• VORGEGEBENER TEXT:
****

Denkbar wäre das zum Beispiel für Krankenhäuser, Unternehmen oder ganze Nachbarschaften, die ihren Strom selber produzieren wollen. Laut des Vorschlags sollen kleinere Anlagen dafür eine sogenannte „Kombikraftwerksvergütung“ in Form einer festen Prämie erhalten: Acht Cent pro Kilowattstunde sollen laut Berechnungen der Experten ausreichen, um die nötigen Investitionen anzutreiben. Größere Anlagen, die nach geltendem laut EU-Recht am Strommarkt teilnehmen müssen, sollen in Form einer gleitenden Marktprämie gefördert werden.

„Der Aufgabe der Netzbetreiber für eine stabile Stromversorgung kann man nur nachkommen, wenn erneuerbare Energien mit Speichern und digitaler Steuerung kombiniert werden. Das wird auch den nötigen Schub für die Sektorenkopplung geben. Aber es fehlt bisher der nötige Anschub am Markt“, sagt einer der beiden Autoren des Entwurfs, der ehemalige Grünen-Abgeordnete und EEG-Begründer Hans-Josef Fell im Gespräch mit EURACTIV Deutschland.

Besonders Start-Ups, die für ihre innovativen Lösungen zur Sektorkopplung, zum Beispiel Energiespeicher, oder digitale Steuerungen, noch keinen Markt finden, sollen von dem Instrument profitieren.

****

• Gesammelte Dateneinträge:
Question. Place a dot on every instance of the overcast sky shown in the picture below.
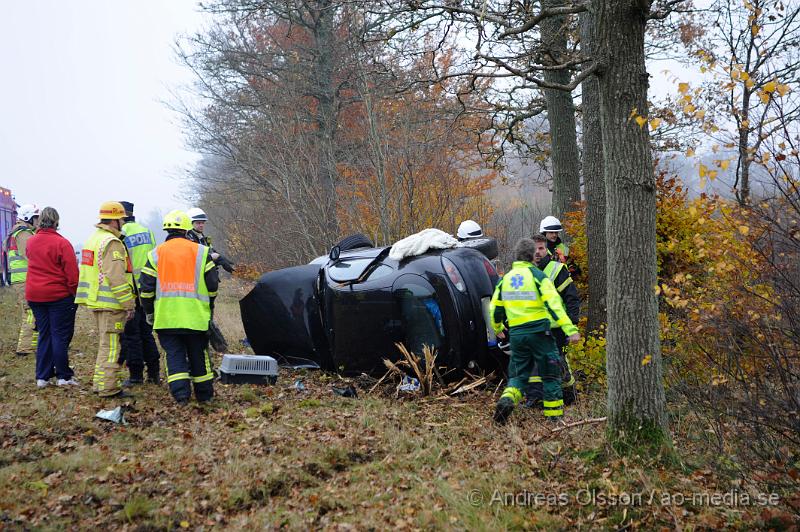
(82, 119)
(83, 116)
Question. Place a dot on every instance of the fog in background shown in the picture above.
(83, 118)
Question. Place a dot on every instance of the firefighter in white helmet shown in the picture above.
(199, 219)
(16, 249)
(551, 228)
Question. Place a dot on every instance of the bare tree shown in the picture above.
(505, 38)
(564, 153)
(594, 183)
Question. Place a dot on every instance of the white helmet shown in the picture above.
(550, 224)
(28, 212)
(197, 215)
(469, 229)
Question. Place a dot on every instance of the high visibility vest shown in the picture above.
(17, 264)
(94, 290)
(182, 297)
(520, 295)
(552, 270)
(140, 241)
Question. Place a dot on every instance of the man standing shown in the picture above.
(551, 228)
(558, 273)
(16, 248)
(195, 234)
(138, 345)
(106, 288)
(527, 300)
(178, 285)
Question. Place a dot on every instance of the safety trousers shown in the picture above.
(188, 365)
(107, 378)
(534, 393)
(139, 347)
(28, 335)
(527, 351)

****

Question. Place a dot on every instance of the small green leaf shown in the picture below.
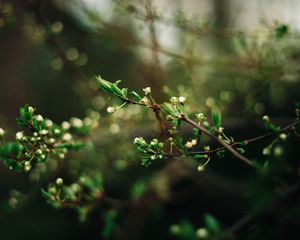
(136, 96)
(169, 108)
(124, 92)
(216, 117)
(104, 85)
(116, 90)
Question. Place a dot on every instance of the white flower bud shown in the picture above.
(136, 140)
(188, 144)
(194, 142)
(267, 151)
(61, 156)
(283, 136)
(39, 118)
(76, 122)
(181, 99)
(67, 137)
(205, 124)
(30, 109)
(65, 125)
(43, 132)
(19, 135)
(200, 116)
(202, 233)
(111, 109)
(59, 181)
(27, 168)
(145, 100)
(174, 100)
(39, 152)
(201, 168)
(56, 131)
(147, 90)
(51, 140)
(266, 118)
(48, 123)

****

• AUFGABE:
Wie hoch soll laut dem Text zur Kombikraftwerksvergütung die feste Prämie für kleinere Anlagen sein?

• ANTWORTFELD:
Acht Cent pro Kilowattstunde.